• Brief
From the lines below, extract each one that contains the string "rider". Treat the match as case-sensitive.

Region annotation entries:
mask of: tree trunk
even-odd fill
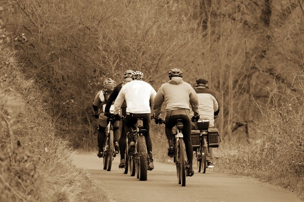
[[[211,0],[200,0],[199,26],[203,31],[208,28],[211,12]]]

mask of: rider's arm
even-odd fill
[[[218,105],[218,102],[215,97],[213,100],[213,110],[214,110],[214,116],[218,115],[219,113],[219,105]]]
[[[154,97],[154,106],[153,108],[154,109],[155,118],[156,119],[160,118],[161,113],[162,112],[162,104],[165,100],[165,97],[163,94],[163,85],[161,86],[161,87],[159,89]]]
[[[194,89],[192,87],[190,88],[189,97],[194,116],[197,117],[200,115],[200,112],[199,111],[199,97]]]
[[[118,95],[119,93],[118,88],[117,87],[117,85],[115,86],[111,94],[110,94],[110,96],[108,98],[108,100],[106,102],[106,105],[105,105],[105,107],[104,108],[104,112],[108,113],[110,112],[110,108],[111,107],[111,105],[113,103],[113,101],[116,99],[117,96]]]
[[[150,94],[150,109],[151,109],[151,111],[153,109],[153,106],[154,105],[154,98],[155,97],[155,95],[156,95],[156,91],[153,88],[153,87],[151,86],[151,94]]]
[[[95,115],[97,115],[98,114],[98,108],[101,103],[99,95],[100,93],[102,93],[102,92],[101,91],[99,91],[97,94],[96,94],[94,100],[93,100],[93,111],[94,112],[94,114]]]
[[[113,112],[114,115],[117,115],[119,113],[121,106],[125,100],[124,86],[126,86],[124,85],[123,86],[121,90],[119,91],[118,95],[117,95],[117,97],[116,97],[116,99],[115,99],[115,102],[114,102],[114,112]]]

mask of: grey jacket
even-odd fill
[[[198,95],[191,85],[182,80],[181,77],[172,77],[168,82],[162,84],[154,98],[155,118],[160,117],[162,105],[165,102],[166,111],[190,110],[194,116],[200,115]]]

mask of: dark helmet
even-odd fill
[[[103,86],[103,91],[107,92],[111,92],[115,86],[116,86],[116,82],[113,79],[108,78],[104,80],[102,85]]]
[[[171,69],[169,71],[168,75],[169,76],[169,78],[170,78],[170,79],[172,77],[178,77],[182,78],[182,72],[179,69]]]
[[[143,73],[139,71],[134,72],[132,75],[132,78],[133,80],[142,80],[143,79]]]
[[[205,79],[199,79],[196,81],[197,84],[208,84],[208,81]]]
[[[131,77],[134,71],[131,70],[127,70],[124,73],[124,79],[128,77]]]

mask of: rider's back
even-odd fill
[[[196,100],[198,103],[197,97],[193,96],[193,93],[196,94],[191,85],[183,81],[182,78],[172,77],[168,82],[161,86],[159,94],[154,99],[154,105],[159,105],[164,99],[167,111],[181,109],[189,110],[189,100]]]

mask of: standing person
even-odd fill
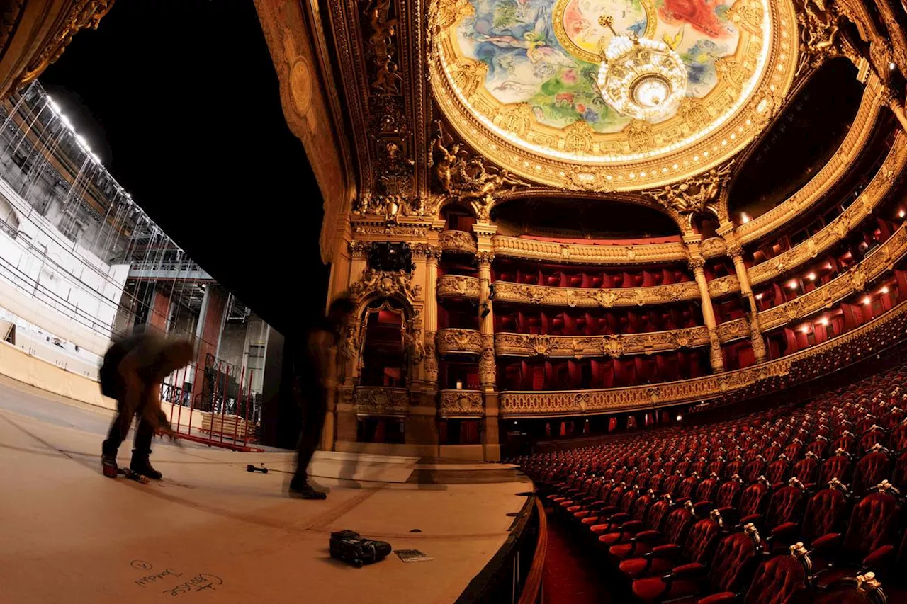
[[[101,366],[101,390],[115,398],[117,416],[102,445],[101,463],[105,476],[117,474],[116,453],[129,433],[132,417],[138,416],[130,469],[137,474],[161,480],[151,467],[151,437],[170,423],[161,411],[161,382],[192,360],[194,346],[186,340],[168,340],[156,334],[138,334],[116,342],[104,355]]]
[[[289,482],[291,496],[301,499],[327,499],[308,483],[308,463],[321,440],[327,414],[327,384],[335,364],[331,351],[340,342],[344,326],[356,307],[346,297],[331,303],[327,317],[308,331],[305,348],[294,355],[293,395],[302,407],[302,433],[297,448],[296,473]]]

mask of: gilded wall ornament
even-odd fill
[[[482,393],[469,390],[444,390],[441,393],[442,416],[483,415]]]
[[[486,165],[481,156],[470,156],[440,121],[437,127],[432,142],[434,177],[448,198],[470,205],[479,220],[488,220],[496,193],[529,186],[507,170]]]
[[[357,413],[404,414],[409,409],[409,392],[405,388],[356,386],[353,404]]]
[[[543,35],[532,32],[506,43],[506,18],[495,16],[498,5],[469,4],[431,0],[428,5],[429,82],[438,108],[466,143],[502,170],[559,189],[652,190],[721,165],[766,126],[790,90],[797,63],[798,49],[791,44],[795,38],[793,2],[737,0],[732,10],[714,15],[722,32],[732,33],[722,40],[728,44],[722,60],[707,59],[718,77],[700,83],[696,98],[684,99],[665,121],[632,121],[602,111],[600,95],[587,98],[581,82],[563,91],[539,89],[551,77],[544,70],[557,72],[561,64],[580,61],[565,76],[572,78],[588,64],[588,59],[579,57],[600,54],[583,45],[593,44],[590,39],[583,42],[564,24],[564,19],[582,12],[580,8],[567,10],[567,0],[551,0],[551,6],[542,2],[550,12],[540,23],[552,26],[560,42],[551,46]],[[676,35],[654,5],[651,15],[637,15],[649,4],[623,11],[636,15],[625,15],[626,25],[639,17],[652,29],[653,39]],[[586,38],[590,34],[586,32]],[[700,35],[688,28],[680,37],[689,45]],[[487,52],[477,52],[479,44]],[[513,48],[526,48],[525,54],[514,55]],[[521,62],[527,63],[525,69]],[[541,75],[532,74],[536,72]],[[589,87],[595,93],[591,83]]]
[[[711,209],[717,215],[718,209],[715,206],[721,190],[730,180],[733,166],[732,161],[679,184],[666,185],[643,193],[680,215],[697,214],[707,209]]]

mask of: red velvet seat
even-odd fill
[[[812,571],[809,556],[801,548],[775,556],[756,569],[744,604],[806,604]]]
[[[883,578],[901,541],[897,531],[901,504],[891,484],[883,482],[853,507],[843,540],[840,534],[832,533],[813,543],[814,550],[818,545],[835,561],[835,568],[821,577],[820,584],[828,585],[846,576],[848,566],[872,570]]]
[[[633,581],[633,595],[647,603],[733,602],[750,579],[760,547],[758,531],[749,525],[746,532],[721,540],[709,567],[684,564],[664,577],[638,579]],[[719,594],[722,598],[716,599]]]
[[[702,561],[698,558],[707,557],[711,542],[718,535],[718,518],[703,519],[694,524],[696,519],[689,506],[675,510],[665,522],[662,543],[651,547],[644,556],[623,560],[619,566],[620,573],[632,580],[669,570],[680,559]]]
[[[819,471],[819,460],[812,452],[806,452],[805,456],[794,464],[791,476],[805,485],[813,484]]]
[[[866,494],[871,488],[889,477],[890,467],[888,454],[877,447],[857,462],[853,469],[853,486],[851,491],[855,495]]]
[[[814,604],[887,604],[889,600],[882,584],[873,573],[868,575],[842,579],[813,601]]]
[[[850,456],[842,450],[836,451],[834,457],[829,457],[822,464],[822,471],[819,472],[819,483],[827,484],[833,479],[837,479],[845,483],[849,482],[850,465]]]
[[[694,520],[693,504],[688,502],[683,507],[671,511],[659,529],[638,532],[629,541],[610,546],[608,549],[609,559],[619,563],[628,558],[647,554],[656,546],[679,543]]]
...
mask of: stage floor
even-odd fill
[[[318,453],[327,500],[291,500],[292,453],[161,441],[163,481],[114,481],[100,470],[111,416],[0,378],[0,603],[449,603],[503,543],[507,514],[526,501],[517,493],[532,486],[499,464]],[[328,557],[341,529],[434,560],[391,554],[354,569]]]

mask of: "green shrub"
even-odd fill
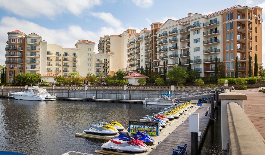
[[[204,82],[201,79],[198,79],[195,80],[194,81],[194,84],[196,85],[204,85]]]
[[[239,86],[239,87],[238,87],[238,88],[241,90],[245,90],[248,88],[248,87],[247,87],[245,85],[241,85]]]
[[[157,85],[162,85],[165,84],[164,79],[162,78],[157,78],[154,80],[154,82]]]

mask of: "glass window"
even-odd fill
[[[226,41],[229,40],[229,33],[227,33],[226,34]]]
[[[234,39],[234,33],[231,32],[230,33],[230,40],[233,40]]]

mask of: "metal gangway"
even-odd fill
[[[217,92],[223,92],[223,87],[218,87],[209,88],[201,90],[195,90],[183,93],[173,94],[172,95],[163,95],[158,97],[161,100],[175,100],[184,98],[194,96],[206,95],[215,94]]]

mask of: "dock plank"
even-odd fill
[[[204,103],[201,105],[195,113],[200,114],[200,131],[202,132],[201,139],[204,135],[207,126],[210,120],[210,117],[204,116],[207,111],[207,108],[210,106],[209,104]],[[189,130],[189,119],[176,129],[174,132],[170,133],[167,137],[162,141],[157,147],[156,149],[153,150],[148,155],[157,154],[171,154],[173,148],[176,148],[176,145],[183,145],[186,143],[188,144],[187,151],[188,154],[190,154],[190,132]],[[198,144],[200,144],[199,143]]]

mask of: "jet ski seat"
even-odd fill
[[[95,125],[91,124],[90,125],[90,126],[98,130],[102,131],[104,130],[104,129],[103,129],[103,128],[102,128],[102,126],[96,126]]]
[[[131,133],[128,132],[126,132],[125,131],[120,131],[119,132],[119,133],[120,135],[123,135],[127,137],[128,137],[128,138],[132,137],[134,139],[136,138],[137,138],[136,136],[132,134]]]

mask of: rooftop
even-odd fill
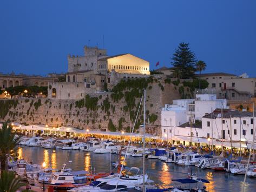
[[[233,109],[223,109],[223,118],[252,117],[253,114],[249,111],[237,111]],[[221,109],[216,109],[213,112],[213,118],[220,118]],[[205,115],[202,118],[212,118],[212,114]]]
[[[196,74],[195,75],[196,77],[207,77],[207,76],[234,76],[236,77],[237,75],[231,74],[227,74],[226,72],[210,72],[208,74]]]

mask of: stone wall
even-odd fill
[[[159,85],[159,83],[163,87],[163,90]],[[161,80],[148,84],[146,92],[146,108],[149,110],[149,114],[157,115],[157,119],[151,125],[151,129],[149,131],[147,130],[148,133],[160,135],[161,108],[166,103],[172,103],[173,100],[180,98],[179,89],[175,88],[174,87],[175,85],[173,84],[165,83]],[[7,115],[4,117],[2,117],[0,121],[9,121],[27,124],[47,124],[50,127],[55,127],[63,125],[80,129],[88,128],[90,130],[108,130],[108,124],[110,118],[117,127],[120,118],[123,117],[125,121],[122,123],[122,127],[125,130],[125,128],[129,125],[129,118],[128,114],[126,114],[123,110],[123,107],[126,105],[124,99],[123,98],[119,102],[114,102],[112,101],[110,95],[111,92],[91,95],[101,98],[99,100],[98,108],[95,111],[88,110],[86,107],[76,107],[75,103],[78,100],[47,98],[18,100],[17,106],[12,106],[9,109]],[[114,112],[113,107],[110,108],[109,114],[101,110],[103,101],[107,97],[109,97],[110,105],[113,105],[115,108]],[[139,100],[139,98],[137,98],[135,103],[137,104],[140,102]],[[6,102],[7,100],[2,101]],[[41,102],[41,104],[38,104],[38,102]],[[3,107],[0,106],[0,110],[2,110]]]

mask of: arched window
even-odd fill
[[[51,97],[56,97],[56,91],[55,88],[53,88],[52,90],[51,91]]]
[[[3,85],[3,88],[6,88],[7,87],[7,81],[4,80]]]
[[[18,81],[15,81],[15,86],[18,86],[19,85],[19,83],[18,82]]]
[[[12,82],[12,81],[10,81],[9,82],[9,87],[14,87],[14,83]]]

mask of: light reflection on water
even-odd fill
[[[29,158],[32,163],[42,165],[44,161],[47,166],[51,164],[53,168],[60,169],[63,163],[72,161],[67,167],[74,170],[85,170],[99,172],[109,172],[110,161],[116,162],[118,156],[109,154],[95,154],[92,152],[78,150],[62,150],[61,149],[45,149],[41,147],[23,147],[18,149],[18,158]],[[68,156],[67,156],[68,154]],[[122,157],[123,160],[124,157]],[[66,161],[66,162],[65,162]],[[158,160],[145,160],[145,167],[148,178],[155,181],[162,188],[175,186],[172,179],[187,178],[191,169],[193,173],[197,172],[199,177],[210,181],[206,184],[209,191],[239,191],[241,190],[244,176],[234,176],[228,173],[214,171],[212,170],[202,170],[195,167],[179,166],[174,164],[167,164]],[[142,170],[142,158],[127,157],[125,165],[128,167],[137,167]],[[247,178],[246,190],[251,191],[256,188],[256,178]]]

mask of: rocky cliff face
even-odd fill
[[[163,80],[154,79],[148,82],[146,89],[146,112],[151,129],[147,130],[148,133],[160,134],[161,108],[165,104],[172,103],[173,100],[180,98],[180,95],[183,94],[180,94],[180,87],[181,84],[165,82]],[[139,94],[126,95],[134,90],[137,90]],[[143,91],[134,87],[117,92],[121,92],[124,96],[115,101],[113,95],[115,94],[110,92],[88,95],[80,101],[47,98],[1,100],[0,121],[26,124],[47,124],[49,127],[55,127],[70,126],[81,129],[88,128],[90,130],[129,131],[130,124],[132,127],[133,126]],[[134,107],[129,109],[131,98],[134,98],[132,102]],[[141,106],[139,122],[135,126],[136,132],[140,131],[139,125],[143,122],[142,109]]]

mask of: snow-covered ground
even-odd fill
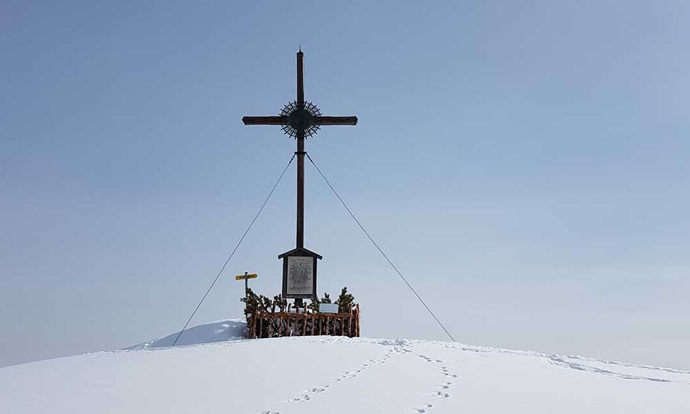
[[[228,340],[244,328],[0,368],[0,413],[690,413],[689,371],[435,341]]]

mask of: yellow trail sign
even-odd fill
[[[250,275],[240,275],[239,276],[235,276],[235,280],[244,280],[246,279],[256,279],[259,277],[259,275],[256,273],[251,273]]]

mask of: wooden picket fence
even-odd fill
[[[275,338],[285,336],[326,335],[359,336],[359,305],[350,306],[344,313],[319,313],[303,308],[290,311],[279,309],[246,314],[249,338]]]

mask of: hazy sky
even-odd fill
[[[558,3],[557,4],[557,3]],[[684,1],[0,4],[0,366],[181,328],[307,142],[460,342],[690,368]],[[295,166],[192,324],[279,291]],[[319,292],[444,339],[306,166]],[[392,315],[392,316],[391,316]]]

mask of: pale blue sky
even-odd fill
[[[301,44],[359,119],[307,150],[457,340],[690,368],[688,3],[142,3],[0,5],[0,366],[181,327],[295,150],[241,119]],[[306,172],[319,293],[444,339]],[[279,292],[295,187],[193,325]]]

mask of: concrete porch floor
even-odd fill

• Expected answer
mask of: rider's arm
mask of: rider's back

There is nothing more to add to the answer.